→ WHAT YOU ARE ASKED TO DO: Copy out every entry, keeping each character the same.

→ PROVIDED DATA:
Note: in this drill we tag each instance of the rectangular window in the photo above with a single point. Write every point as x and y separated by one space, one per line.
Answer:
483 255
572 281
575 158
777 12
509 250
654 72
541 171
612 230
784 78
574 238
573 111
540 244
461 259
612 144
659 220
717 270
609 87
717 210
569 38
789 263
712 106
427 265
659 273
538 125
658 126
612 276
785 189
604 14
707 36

→ EXPECTED ANSWER:
Note: in this drill we tag each instance of the rectangular window in the photo above with a single point. Write every point as x and y separated by one space, one per line.
Answer:
483 255
572 281
575 158
777 12
509 250
654 72
541 171
612 230
784 78
574 238
573 111
540 244
461 259
612 144
659 220
717 270
609 87
717 210
569 38
789 263
712 106
427 265
659 273
538 125
658 126
612 276
785 189
604 14
707 36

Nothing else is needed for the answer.